REQUIRED WORK -
Can you arrange every line below as a JSON list of strings, one string per line, leaving out any blank lines?

Raw records -
- - - -

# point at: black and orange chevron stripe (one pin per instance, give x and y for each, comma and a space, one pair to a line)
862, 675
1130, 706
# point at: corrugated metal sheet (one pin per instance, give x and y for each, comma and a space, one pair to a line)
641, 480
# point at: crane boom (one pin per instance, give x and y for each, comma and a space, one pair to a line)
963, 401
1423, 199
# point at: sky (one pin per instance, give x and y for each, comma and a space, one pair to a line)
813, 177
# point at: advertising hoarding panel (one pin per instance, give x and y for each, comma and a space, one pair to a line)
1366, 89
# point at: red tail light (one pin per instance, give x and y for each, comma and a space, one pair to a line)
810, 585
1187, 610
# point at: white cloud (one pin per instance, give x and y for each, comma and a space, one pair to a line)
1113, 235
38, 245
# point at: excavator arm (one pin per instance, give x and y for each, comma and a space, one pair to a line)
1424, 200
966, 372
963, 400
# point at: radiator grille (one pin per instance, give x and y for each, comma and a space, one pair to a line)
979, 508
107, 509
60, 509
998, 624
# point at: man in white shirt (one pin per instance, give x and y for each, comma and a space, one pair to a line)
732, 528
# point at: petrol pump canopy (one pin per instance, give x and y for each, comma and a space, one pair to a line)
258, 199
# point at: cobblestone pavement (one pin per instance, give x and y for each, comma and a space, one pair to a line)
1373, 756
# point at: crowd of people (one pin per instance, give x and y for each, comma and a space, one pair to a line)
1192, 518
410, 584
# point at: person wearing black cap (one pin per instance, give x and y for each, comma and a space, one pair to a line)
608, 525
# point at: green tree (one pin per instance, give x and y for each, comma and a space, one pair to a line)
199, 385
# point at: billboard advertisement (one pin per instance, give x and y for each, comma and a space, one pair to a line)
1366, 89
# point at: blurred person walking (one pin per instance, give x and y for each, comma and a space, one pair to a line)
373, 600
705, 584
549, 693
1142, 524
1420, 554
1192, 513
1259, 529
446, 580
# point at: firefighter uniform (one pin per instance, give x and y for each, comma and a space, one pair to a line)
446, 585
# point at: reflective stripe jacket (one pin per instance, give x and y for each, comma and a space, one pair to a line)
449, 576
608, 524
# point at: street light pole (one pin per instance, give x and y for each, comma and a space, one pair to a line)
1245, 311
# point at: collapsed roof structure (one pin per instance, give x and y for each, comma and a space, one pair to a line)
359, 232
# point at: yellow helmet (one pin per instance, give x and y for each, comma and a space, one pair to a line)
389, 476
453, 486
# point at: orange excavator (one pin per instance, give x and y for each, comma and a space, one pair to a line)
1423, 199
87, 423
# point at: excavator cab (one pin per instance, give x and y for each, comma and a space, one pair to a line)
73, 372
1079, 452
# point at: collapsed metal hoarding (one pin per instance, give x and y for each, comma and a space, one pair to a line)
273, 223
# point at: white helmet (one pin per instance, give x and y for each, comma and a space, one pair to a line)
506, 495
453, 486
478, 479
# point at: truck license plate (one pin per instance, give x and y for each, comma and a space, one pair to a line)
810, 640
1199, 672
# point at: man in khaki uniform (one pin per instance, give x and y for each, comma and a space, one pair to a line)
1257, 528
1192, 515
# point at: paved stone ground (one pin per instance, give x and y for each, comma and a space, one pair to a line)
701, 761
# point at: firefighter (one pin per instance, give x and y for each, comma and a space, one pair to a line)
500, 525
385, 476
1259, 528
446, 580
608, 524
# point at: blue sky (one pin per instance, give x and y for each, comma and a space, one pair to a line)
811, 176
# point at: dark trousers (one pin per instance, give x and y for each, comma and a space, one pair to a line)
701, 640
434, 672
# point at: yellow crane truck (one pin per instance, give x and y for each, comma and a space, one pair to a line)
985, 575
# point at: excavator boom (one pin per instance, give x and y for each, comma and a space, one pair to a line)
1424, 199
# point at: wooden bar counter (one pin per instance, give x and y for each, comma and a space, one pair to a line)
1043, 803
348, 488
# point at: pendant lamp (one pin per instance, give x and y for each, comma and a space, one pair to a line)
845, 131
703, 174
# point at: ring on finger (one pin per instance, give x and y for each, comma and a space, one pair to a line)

- - - -

COMPLETED EXERCISE -
[
  "# point at: black and orange chevron stripe (one pin per instance, give x and y for each, comma and a space, one pair to a line)",
  "862, 675",
  "1130, 706",
  "# point at: corrugated metal sheet (one pin per instance, give x and y for each, comma and a space, one pair to a line)",
  "641, 480",
  "# point at: crane boom (one pin per instance, give x and y for each, comma and a space, one pair to a line)",
  "963, 401",
  "1423, 199",
  "# point at: sky (one pin per instance, give x and y for each, comma and a space, one pair to a line)",
  "813, 177",
  "# point at: advertising hoarding panel (one pin per instance, give x and y for each, comma and a space, one pair to a line)",
  "1366, 89",
  "# point at: red tail light (one pin per instance, give x and y for each, comma and a space, one pair to a line)",
  "810, 585",
  "1187, 610",
  "# point at: white cloud (one pin per instance, give x and y for each, comma and a space, one pair to a line)",
  "1113, 235",
  "38, 245",
  "# point at: excavator arm (one pin per instance, give x and y for each, comma and a space, one pair to a line)",
  "1424, 200",
  "966, 372",
  "963, 400",
  "# point at: radiator grille (one pin per instance, give x and y for each, comma and a space, one pair to a line)",
  "979, 508",
  "107, 509",
  "60, 509",
  "998, 624",
  "# point at: man in white shirt (one pin per instance, give x and y for each, comma and a space, one pair to a line)",
  "732, 528",
  "# point at: petrol pump canopy (one pin per instance, give x and y for each, comma and a space, one pair to a line)",
  "258, 199",
  "# point at: cobblestone pavement (one pin per instance, give x and y for each, comma and a space, one pair to a line)",
  "1373, 756",
  "# point at: crowd of people (one pin per instance, give x and y for each, comma and a space, one pair to a line)",
  "1192, 518",
  "410, 584",
  "# point at: person wearing black cap (one pin per instance, give x and y for each, comma and a space, one pair to a line)",
  "608, 525",
  "# point at: green tree (one pin per instance, give x and y for each, comma and a space, one pair to a line)",
  "199, 385",
  "# point at: billboard advertisement (one pin per instance, give x and y for each, comma and a space, one pair to a line)",
  "1366, 89",
  "# point at: blurred person walking (one pin per instance, give x and y for each, comma and a space, one pair to a line)",
  "373, 600",
  "705, 584",
  "549, 693",
  "1142, 524",
  "1420, 554",
  "1192, 513",
  "1259, 529",
  "446, 580",
  "# point at: firefighter uniform (one pin per instance, give x and y for each, comma and a space, one pair to a line)",
  "446, 585",
  "# point at: reflective stripe jacket (one pin per instance, give x and y for each, comma and a space, one pair to a line)",
  "449, 576",
  "608, 524",
  "# point at: street light pole (one pin per instance, give x and y for each, comma and a space, one pair to a line)",
  "1245, 311",
  "# point at: collapsed roof structure (one pin per instance, give x and y for each, comma and a space, one pair to a line)",
  "359, 232",
  "# point at: yellow helmet (one pin per instance, give x and y for each, comma and a space, one pair to a line)",
  "389, 476",
  "453, 486",
  "# point at: orange excavator (one pin per instance, give x and y for each, comma and a space, one pair to a line)",
  "1423, 199",
  "87, 423",
  "# point at: excavator cab (one pin per instance, give x and y for each, comma and a space, one pair to a line)",
  "73, 372",
  "1079, 452",
  "# point at: collapsed metal hoarding (one pin per instance, give x and y for each, comma and a space, one pair to a line)",
  "273, 223",
  "# point at: white helmet (one pin per instance, give x and y for each, comma and a space, one pair to a line)",
  "506, 495",
  "453, 486",
  "478, 479",
  "# point at: truck license plate (one pin per instance, give x and y for each, comma and a space, one pair to a line)",
  "810, 640",
  "1199, 672",
  "# point at: man in khaki uniform (one pin per instance, give x and y for each, comma and a space, one pair to a line)",
  "1257, 528",
  "1192, 515",
  "# point at: paved stone ground (one pin per instance, give x and y for each, comma and a space, one pair to a line)",
  "701, 761",
  "# point at: firefighter (one pin per instance, give x and y for each, comma and a space, one pair to a line)",
  "500, 525",
  "385, 476",
  "1259, 528",
  "446, 580",
  "608, 524",
  "# point at: blue sky (one pin per instance, give x and y for each, comma and a space, one pair to a line)",
  "811, 176",
  "# point at: dark trousers (one pin per instance, give x and y for each, comma and a space, one pair to a line)",
  "701, 640",
  "434, 672",
  "# point at: yellow crane truck (one pin per instance, give x and y for each, comma and a space, one pair to a line)",
  "985, 575",
  "# point at: excavator boom (one pin per instance, give x and y for each, comma and a space, one pair to a line)",
  "1424, 199",
  "# point at: wooden bar counter (one pin per instance, give x and y for each, comma and a space, one pair to a line)",
  "1043, 803",
  "348, 488",
  "# point at: pendant lamp (one pin per instance, give x and y for each, comma and a space, one pair to a line)",
  "845, 131",
  "703, 174",
  "# point at: ring on finger (one pin per instance, give x and y for each, comma and a space, one pair to a line)"
]